─── SOURCE TEXT ───

| From: | Andrew Kim <tenistarkim(at)gmail(dot)com> |
|---|---|
| To: | John Naylor <johncnaylorls(at)gmail(dot)com> |
| Cc: | pgsql-hackers(at)lists(dot)postgresql(dot)org, Oleg Tselebrovskiy <o(dot)tselebrovskiy(at)postgrespro(dot)ru> |
| Subject: | Re: Proposal for enabling auto-vectorization for checksum calculations |
| Date: | 2025-10-24 07:48:45 |
| Message-ID: | CAK64mnejn9AZMYz03e7HX8Uui35PihUuOy=b+iBG=YtRKx0Log@mail.gmail.com |
| Views: | Whole Thread | Raw Message | Download mbox | Resend email |
| Thread: | |
| Lists: | pgsql-hackers |
Hi John,
Thank you for your review on the previous patch versions.
I've carefully addressed your concerns and those raised by Oleg,
specifically focusing on patch separation and simplification of the
configure tests. I am submitting the new version (V8) as two distinct
patches:
V8-0001: Pure refactoring (moving files, updating includes).
V8-0002: Adding the AVX2 feature (detection, dispatch, and optimization).
As requested, I've used in-line responses below to clarify how each
point was handled.
On Mon, Oct 20, 2025 at 8:30 PM John Naylor <johncnaylorls(at)gmail(dot)com> wrote:
>
> On Fri, Oct 17, 2025 at 2:15 PM Andrew Kim <tenistarkim(at)gmail(dot)com> wrote:
> >
> > Hi John,
> >
> > Thank you for your detailed and constructive feedback on the checksum
> > AVX2 optimization patch.
> > I've carefully addressed all of your concerns and am pleased to share
> > the updated V6 implementation.
>
> Great! I know we're on v7 now, but I'm going to make a request for
> next time you respond to a review: Respond in-line to each point. As I
> mentioned before,
>
> > On Wed, Oct 1, 2025 at 10:26 PM John Naylor <johncnaylorls(at)gmail(dot)com> wrote:
> > > (BTW, we discourage top-posting and prefer to cut to size and
> > > use inline responses)
>
> Please don't top-post again, as it clutters our archives in addition
> to making it easy to forget things. I'm now going to copy the things
> that were either not addressed or misunderstood:
>
I apologize for the top-posting in the previous response. I've
switched to the preferred in-line response format for this and all
future correspondence.
> > > I think a good first refactoring patch would be to move
> > > src/backend/storage/checksum.c (which your patch doesn't even touch)
> > > to src/port (and src/include/storage/checksum.h to src/include/port)

───

> **WORK TO BE COMPLETED**
Continue the mailing-list reply about the checksum vectorization patch from the point where the text above stops.

─── LISTED RECORDS ───

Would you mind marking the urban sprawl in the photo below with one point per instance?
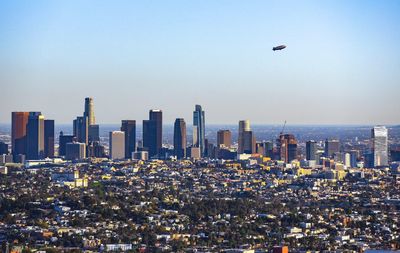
(77, 193)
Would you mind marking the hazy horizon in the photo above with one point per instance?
(340, 67)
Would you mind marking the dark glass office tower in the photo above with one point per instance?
(331, 147)
(93, 133)
(199, 123)
(3, 148)
(224, 138)
(35, 136)
(129, 127)
(287, 147)
(249, 142)
(152, 133)
(268, 149)
(89, 111)
(156, 115)
(311, 150)
(19, 121)
(64, 139)
(180, 138)
(81, 129)
(49, 138)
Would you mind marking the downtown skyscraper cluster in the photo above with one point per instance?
(33, 138)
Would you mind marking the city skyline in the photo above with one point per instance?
(333, 71)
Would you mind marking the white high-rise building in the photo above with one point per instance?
(379, 135)
(117, 145)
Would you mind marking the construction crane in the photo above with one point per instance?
(283, 128)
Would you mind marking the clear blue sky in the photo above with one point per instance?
(341, 64)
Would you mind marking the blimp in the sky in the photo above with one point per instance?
(279, 47)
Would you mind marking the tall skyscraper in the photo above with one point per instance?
(244, 126)
(331, 147)
(199, 122)
(75, 151)
(117, 145)
(19, 121)
(49, 138)
(81, 129)
(287, 147)
(379, 135)
(129, 128)
(269, 149)
(180, 138)
(224, 138)
(89, 111)
(64, 139)
(249, 142)
(311, 150)
(35, 136)
(93, 133)
(152, 132)
(3, 148)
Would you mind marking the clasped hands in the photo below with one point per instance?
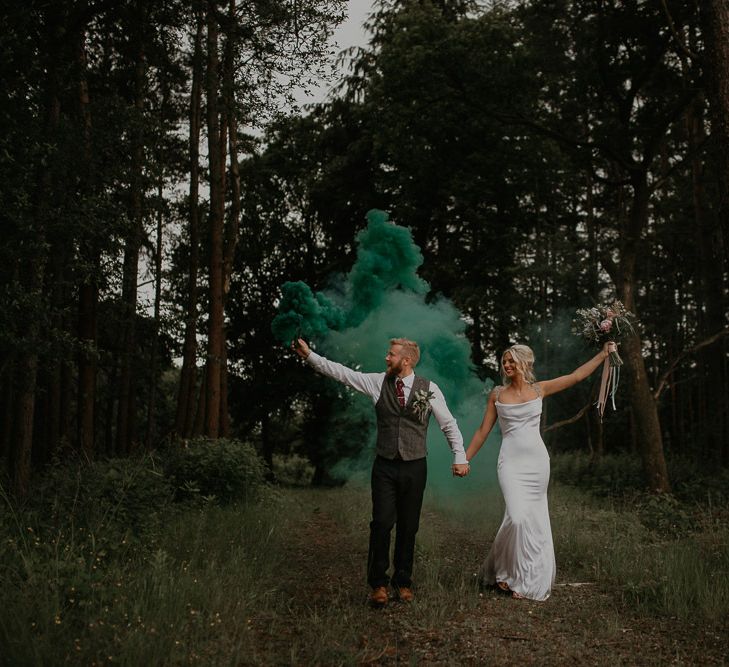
(460, 469)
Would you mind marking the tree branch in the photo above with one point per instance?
(663, 380)
(571, 420)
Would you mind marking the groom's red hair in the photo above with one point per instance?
(410, 349)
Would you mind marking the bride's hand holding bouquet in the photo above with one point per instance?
(605, 325)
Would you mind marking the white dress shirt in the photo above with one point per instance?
(371, 385)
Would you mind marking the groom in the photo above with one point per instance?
(402, 402)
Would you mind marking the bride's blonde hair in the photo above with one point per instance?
(524, 359)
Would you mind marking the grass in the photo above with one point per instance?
(281, 581)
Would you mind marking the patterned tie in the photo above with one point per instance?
(400, 393)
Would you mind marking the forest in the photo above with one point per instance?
(177, 487)
(158, 188)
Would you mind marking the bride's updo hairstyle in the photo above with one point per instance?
(524, 358)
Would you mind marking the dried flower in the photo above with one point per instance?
(421, 403)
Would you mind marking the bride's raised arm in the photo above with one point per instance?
(565, 381)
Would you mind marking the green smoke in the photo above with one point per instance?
(382, 298)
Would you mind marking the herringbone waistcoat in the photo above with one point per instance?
(400, 430)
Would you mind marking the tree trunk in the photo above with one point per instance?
(186, 397)
(216, 224)
(89, 289)
(715, 403)
(26, 367)
(233, 226)
(647, 427)
(126, 416)
(152, 407)
(715, 23)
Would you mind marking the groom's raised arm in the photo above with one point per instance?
(367, 383)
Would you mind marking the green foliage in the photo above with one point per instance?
(224, 470)
(293, 470)
(621, 474)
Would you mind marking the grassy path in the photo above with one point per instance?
(323, 616)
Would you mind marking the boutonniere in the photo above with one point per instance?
(421, 403)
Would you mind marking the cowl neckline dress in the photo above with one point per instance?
(522, 554)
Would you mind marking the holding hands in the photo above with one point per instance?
(460, 469)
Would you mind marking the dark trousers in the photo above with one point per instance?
(397, 496)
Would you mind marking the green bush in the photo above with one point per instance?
(622, 473)
(223, 470)
(293, 470)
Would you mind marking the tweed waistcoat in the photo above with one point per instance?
(400, 430)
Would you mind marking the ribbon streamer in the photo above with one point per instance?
(608, 385)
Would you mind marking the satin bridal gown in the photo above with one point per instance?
(522, 554)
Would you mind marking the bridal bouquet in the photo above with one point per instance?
(602, 324)
(421, 403)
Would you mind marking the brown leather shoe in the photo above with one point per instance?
(405, 594)
(378, 596)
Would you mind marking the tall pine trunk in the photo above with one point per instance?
(88, 289)
(126, 421)
(647, 426)
(233, 226)
(186, 403)
(715, 23)
(214, 361)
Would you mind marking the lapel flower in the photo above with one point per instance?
(421, 403)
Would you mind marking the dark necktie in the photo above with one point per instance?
(400, 393)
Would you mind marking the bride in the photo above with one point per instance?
(521, 559)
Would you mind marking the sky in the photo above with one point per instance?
(349, 33)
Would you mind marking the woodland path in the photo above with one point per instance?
(324, 617)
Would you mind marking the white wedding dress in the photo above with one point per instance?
(522, 554)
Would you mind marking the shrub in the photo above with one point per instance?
(222, 469)
(293, 470)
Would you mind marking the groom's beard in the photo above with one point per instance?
(394, 371)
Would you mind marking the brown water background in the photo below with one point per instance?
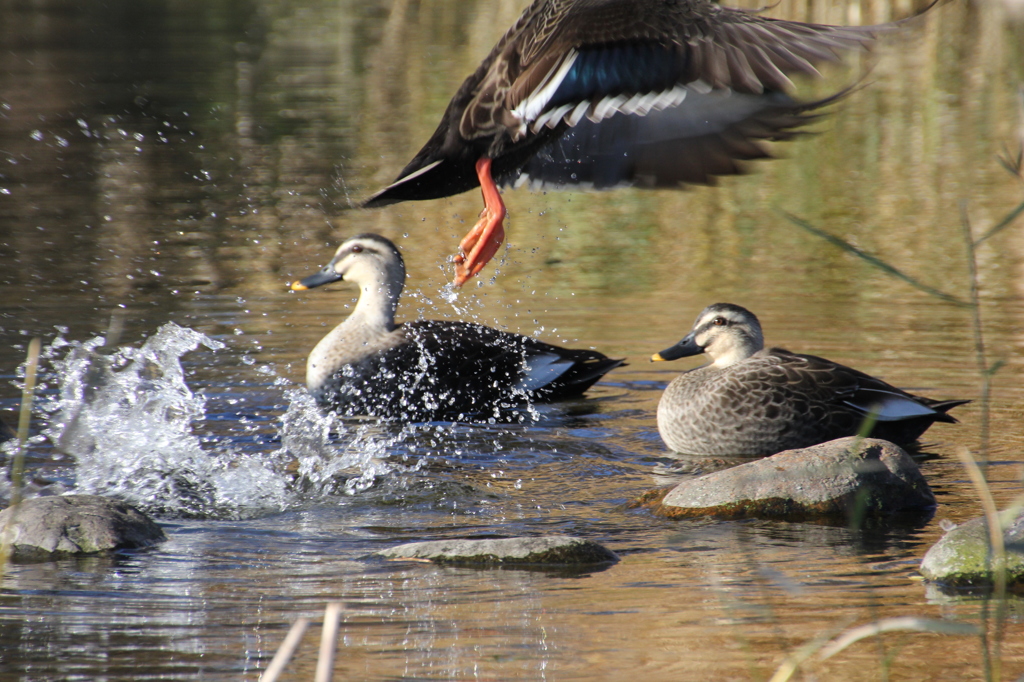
(183, 161)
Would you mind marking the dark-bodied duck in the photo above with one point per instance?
(755, 400)
(606, 93)
(429, 370)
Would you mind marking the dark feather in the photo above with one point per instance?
(623, 48)
(451, 370)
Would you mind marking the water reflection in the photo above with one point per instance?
(187, 160)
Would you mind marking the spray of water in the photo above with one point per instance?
(128, 419)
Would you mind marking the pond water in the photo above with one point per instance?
(173, 166)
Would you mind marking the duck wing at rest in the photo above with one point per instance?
(829, 400)
(452, 370)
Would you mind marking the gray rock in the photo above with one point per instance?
(76, 524)
(962, 557)
(839, 478)
(545, 551)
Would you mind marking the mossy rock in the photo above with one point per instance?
(963, 557)
(42, 528)
(509, 552)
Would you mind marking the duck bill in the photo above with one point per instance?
(326, 275)
(684, 348)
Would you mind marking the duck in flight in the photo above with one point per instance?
(755, 400)
(607, 93)
(430, 370)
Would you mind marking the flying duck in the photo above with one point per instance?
(607, 93)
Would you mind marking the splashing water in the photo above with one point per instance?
(127, 417)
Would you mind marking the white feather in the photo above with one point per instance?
(534, 104)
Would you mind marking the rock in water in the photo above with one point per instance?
(841, 478)
(963, 557)
(44, 527)
(517, 552)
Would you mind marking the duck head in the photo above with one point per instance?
(373, 263)
(727, 333)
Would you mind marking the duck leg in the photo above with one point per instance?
(480, 245)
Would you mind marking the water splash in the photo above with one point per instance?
(128, 418)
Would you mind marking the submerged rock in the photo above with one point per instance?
(544, 551)
(963, 557)
(76, 524)
(846, 478)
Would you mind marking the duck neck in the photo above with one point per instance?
(372, 318)
(376, 307)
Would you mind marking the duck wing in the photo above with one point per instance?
(473, 354)
(842, 397)
(464, 371)
(568, 60)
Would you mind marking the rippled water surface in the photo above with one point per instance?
(173, 166)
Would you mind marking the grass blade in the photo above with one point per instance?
(285, 651)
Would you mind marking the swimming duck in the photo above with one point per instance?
(429, 369)
(756, 401)
(652, 93)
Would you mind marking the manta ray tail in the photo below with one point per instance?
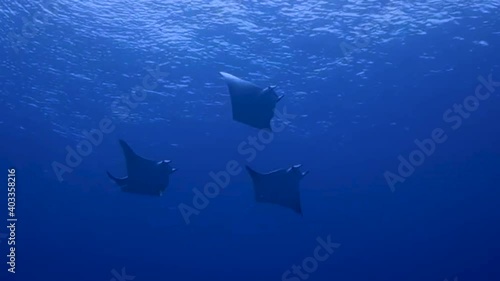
(121, 182)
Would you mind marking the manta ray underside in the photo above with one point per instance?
(251, 104)
(279, 187)
(145, 176)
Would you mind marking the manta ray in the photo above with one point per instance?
(251, 104)
(145, 176)
(279, 187)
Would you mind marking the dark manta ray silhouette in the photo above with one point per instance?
(145, 176)
(251, 105)
(279, 187)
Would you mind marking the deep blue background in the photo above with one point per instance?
(356, 113)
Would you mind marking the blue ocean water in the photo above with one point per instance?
(393, 109)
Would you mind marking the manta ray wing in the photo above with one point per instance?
(277, 187)
(251, 105)
(144, 176)
(137, 166)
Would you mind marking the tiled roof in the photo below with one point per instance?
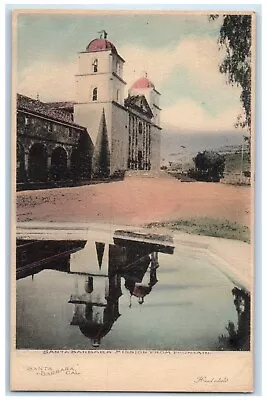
(46, 110)
(61, 104)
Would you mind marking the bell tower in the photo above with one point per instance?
(99, 84)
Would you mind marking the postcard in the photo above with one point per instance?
(133, 135)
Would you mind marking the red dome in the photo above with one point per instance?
(100, 45)
(143, 83)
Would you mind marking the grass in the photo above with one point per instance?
(207, 227)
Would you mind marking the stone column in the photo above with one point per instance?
(26, 164)
(49, 167)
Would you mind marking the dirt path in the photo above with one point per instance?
(136, 201)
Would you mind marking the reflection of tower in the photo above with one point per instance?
(97, 308)
(141, 277)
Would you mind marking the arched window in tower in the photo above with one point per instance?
(118, 95)
(118, 68)
(95, 65)
(94, 97)
(140, 127)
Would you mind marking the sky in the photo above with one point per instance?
(179, 53)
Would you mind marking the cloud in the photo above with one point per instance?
(200, 56)
(55, 81)
(186, 115)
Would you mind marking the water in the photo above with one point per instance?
(87, 294)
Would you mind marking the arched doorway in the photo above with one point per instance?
(59, 164)
(37, 169)
(20, 167)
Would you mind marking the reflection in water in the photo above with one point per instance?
(238, 338)
(102, 272)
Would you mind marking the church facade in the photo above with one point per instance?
(132, 125)
(123, 133)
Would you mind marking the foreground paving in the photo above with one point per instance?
(136, 201)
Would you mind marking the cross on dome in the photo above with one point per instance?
(103, 34)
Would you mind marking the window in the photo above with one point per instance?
(118, 68)
(94, 97)
(69, 132)
(49, 127)
(95, 65)
(118, 95)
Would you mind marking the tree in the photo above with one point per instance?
(235, 37)
(209, 167)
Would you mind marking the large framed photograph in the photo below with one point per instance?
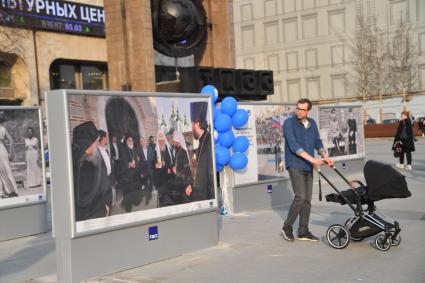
(268, 141)
(139, 158)
(341, 130)
(22, 180)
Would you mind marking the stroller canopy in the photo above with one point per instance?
(384, 182)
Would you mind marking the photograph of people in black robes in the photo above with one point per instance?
(340, 131)
(269, 121)
(139, 154)
(21, 162)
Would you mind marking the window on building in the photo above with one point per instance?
(271, 31)
(246, 12)
(309, 26)
(337, 55)
(273, 62)
(338, 85)
(289, 6)
(398, 9)
(5, 75)
(309, 4)
(421, 43)
(294, 90)
(249, 63)
(290, 29)
(311, 59)
(270, 8)
(336, 21)
(66, 74)
(313, 88)
(420, 10)
(421, 76)
(292, 61)
(248, 38)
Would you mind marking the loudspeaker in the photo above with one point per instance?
(247, 81)
(206, 76)
(193, 79)
(225, 79)
(265, 84)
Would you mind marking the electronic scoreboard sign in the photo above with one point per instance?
(54, 15)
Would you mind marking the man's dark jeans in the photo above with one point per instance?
(302, 184)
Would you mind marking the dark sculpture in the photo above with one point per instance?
(179, 27)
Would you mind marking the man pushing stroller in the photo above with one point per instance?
(301, 139)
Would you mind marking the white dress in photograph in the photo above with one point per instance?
(32, 156)
(7, 182)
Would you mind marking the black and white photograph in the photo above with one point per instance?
(341, 130)
(139, 156)
(269, 121)
(21, 162)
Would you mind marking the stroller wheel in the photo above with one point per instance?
(396, 241)
(381, 245)
(338, 236)
(354, 239)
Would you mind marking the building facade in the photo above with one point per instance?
(73, 45)
(308, 43)
(33, 61)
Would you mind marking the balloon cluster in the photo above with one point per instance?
(226, 117)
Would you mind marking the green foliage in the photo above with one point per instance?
(17, 123)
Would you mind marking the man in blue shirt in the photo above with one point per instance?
(301, 139)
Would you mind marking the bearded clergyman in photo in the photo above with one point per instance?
(129, 181)
(92, 191)
(203, 180)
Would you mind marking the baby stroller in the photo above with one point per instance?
(383, 182)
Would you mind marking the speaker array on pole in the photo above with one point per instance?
(239, 83)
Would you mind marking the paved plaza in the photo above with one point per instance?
(251, 250)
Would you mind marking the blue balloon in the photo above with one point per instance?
(229, 105)
(222, 155)
(238, 161)
(226, 138)
(240, 118)
(210, 90)
(240, 144)
(223, 123)
(215, 134)
(218, 167)
(216, 111)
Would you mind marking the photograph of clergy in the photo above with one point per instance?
(126, 168)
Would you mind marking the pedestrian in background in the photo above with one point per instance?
(301, 139)
(405, 137)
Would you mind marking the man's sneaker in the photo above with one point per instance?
(308, 237)
(287, 234)
(399, 165)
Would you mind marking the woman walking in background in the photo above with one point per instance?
(404, 136)
(32, 156)
(7, 182)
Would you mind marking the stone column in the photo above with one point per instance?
(220, 49)
(131, 62)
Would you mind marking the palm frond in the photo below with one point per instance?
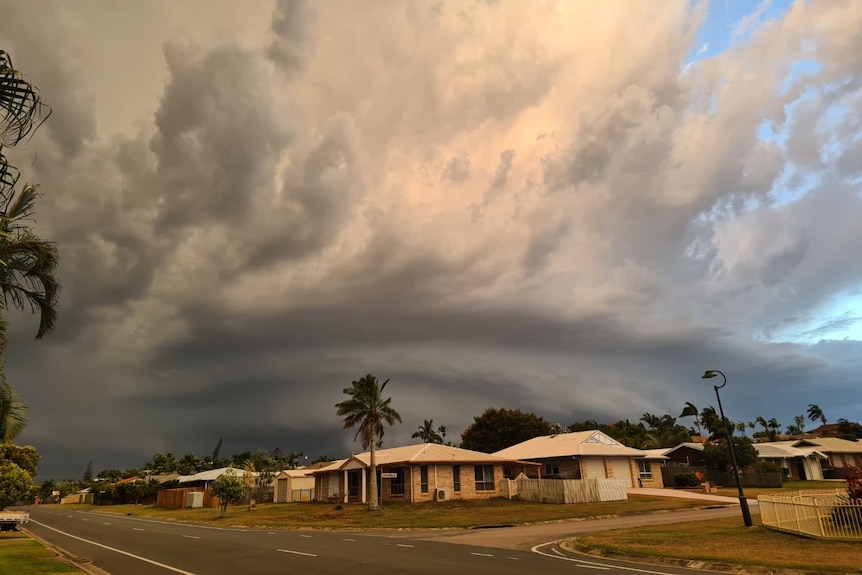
(21, 107)
(13, 414)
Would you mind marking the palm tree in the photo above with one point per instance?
(13, 413)
(774, 426)
(690, 410)
(28, 264)
(427, 433)
(815, 413)
(21, 112)
(367, 408)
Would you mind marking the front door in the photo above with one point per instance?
(354, 480)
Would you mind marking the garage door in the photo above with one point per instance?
(622, 471)
(594, 467)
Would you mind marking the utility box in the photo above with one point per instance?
(195, 499)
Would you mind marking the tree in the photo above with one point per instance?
(229, 489)
(29, 263)
(717, 455)
(773, 426)
(13, 413)
(24, 456)
(690, 410)
(427, 433)
(369, 410)
(15, 484)
(815, 413)
(497, 429)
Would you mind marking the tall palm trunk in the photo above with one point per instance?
(372, 481)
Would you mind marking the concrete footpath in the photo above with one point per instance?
(685, 494)
(524, 537)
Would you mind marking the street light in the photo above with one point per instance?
(743, 503)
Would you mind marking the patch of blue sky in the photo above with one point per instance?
(840, 319)
(731, 21)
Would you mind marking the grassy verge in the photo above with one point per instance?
(403, 516)
(728, 541)
(20, 555)
(753, 492)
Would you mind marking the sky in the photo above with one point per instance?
(571, 208)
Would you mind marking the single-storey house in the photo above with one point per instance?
(587, 454)
(293, 485)
(415, 473)
(684, 454)
(204, 478)
(808, 458)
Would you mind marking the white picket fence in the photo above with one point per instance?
(565, 490)
(823, 514)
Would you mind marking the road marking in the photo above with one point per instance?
(115, 550)
(582, 563)
(297, 552)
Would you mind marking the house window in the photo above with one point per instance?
(484, 477)
(644, 469)
(396, 484)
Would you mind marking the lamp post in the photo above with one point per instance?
(743, 502)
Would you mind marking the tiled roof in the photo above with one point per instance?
(423, 453)
(583, 443)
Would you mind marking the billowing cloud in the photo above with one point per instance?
(534, 205)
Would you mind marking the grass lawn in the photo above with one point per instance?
(728, 541)
(401, 515)
(20, 555)
(753, 492)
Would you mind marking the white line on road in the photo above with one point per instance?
(115, 550)
(297, 552)
(581, 563)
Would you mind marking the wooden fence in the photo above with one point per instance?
(565, 490)
(772, 479)
(823, 514)
(176, 498)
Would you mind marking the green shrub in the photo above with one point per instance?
(685, 480)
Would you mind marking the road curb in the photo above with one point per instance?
(84, 565)
(735, 568)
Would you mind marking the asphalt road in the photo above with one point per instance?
(124, 545)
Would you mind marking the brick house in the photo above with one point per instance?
(587, 454)
(415, 473)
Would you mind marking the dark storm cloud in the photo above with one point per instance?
(272, 223)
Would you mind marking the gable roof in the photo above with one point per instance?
(213, 474)
(584, 443)
(421, 454)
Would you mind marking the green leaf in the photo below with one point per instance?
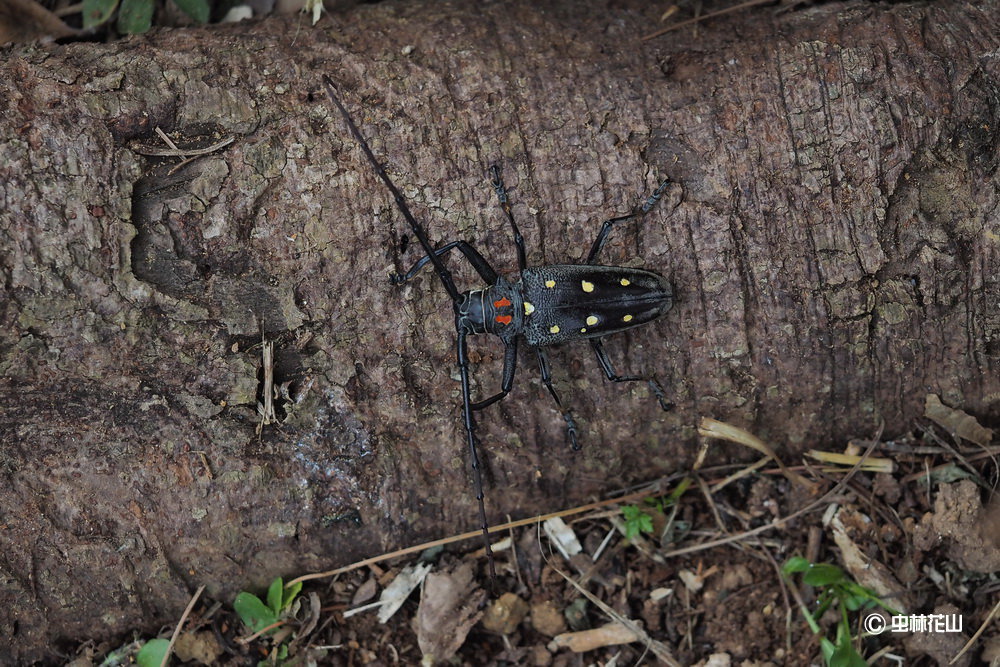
(845, 656)
(274, 595)
(196, 9)
(152, 652)
(823, 574)
(290, 593)
(636, 521)
(254, 613)
(96, 12)
(135, 16)
(795, 564)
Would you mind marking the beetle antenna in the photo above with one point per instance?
(418, 230)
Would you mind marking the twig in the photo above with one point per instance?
(174, 151)
(180, 624)
(477, 533)
(728, 10)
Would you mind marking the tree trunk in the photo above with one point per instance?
(832, 236)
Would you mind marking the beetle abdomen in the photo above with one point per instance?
(567, 302)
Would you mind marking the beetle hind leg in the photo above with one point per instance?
(609, 371)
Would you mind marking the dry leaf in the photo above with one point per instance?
(395, 594)
(956, 422)
(611, 634)
(449, 606)
(563, 537)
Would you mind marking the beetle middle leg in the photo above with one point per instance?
(602, 236)
(609, 371)
(543, 368)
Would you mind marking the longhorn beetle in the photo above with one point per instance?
(545, 305)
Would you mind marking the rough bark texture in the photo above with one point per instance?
(833, 239)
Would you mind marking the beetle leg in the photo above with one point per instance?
(639, 211)
(501, 191)
(470, 430)
(609, 371)
(509, 367)
(477, 261)
(543, 367)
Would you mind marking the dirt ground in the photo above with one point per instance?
(700, 584)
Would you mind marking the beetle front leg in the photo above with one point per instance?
(501, 190)
(543, 367)
(609, 371)
(602, 236)
(470, 430)
(509, 368)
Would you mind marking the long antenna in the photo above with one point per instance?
(418, 230)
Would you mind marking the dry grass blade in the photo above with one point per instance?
(180, 624)
(712, 428)
(659, 649)
(873, 464)
(650, 490)
(698, 19)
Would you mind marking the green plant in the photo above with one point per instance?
(636, 521)
(136, 16)
(839, 592)
(152, 652)
(257, 615)
(639, 519)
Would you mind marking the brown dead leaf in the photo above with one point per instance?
(956, 422)
(449, 606)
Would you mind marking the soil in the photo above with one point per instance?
(692, 603)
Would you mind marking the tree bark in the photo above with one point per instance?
(832, 236)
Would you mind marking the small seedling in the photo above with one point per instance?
(636, 521)
(639, 519)
(152, 652)
(136, 16)
(258, 616)
(840, 592)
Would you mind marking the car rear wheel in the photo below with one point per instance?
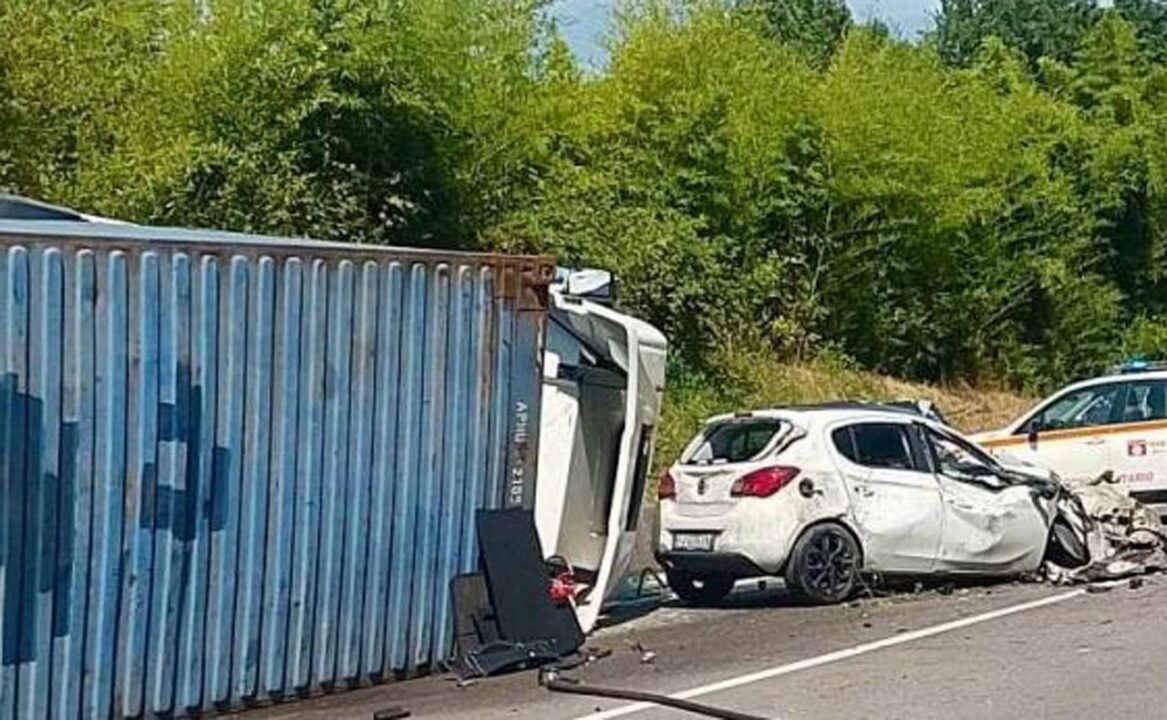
(699, 589)
(824, 565)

───

> **ANSWER TO THIS EXERCISE**
> > > and have all callers use that. With that, I imagine only that
> > > checksum.c file would include checksum_impl.h.
> > >
> > > If that poses a problem, let us know -- we may have to further juggle
> > > things. If that works without issue, we can proceed with the
> > > specialization.
>
> That means the first patch moves things around without adding any
> platform-specific code, and the next patch adds the specialization. I
> think that would be a lot easier to review and test, especially to
> avoid breaking external programs (see below for more on this). A
> committer can always squash things together if it make sense to do so.
>
Patch V8-0001 (Move-checksum-functions...): This is now a pure
refactoring patch. It simply moves checksum.c and its headers from
storage/ to port/ and updates the #include paths in all callers
(rawpage.c, pg_checksums.c, etc.). It contains no AVX2 or ISA-specific
code.
Patch V8-0002 (Add-AVX2-optimization...): This patch builds upon the
first, adding all the new AVX2 functionality, detection, and dispatch
logic.
> > > + #if defined(__has_attribute) && __has_attribute (target)
> > > + __attribute__((target("avx2")))
> > > + #endif
> > > + static int avx2_test(void)
> > > + {
> > > + const char buf@<:@sizeof(__m256i)@:>@;
> > > + __m256i accum = _mm256_loadu_si256((const __m256i *) buf);
> > > + accum = _mm256_add_epi32(accum, accum);
> > > + int result = _mm256_extract_epi32(accum, 0);
> > > + return (int) result;
> > > + }],
> > >
> > > If we're just testing if the target works, we can just use an empty
> > > function, right?
>
> Oleg mentioned the same thing later. It's a waste of time for us to
> repeat ourselves. I said you didn't have to worry about it yet,
> because I was hoping to see the refactoring first.
>
I have implemented this simplification in Patch V8-0002. The test in
config/c-compiler.m4 is now a simple, empty function with only the
__attribute__((target("avx2"))) to verify compiler support for the
attribute, as suggested.
> Now, aside from that I looked further into this:
>
> > > The top of the checksum_impl.h has this:
> > >
> > > * This file exists for the benefit of external programs that may wish to
> > > * check Postgres page checksums. They can #include this to get the code
> > > * referenced by storage/checksum.h. (Note: you may need to redefine
> > > * Assert() as empty to compile this successfully externally.)
> > >
> > > It's going to be a bit tricky to preserve this ability while allowing
> > > the core server and client programs to dispatch to a specialized
> > > implementation, but we should at least try. That means keeping
> > > pg_checksum_block() and pg_checksum_page() where they live now.
>
> Looking at commit f04216341dd1, we have at least one example of an
> external program, pg_filedump. If we can keep this working with
> minimal fuss, it should be fine everywhere.
The v8 patch series preserves external compatibility. External
programs like pg_filedump will only need to update their include
paths:
/* OLD */
#include "storage/checksum.h"
#include "storage/checksum_impl.h"
/* NEW */
#include "port/checksum.h"
#include "port/checksum_impl.h"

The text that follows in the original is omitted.